Work instruction: Below are the entries; set down each of them exactly.

Data for this exercise:
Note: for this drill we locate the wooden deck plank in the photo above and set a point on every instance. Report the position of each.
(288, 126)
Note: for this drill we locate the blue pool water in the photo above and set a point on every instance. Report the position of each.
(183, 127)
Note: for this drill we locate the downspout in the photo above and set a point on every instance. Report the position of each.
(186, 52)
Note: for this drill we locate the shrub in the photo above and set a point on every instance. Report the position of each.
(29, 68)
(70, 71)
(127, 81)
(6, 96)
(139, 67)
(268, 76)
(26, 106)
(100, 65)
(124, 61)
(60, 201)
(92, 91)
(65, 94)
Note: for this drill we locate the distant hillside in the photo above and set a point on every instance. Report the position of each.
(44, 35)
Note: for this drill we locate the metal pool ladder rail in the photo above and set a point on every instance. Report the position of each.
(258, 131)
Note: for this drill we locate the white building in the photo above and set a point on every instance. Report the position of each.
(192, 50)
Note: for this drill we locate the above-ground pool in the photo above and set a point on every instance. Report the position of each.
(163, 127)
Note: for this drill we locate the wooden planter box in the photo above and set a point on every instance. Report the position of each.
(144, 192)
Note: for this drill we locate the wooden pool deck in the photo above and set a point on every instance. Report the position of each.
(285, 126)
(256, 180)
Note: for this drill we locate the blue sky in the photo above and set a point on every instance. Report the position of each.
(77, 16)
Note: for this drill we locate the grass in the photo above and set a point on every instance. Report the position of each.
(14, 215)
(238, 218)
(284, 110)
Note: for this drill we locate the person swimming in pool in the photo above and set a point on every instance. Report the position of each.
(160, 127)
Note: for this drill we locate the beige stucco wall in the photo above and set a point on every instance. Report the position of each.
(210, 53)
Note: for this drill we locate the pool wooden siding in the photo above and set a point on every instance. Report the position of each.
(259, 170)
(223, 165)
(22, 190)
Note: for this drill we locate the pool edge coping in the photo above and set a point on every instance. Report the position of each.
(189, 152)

Finished exercise:
Note: for this drill we locate the wooden deck plank in the photo above and set a point on every instance. Report the position of each.
(288, 126)
Note: for this drill we locate the blue pool water in the photo above and set a point on every instance. Report the position of each.
(183, 127)
Note: for this drill we locate the downspout in the photo above and set a point on every instance. Report the position of each.
(186, 52)
Note: for this drill we locate the shrub in the photo above and set a point on every instance. Report the position of each.
(29, 68)
(70, 71)
(127, 81)
(6, 96)
(139, 67)
(268, 76)
(26, 106)
(100, 65)
(124, 61)
(60, 201)
(92, 91)
(65, 94)
Note: for this drill we locate the distant hillside in the photo above and set a point on every instance. Report the position of each.
(44, 35)
Note: for this drill we locate the metal pool ladder rail in the photo above and set a point on every instance. Report the position of each.
(258, 131)
Note: for this drill we locate the white building in the photo above and set a point on every instance. Report the position of each.
(192, 50)
Note: for this drill we locate the above-ground pool in the photo above and set a point on every instance. Report the position of each.
(163, 127)
Note: for this drill we locate the wooden planter box in the photo above and set a point on every instance. Report the position of each.
(144, 192)
Note: for this drill we locate the wooden pool deck in the photo above and set a point on every instance. Report the position of each.
(285, 126)
(256, 180)
Note: for this drill we locate the blue sky in the photo above and set a point on every instance. Report the position of each.
(77, 16)
Note: for this drill we locate the grass in the photo above and set a point on every instance. Report the position of each.
(14, 215)
(238, 218)
(284, 110)
Note: for this drill we locate the person swimming in pool in the photo above and set a point on every instance. Report the position of each.
(160, 127)
Note: for this drill we locate the beige stucco wall in the photo above and set a point on every instance. Report the position of each.
(210, 53)
Note: for this drill we locate the pool wooden siding in the photo above and set a point on every instance. Report the position of each.
(259, 170)
(223, 165)
(22, 190)
Note: for this drill we locate the pool edge coping in the photo above and set a point on every instance. Report the position of each.
(189, 152)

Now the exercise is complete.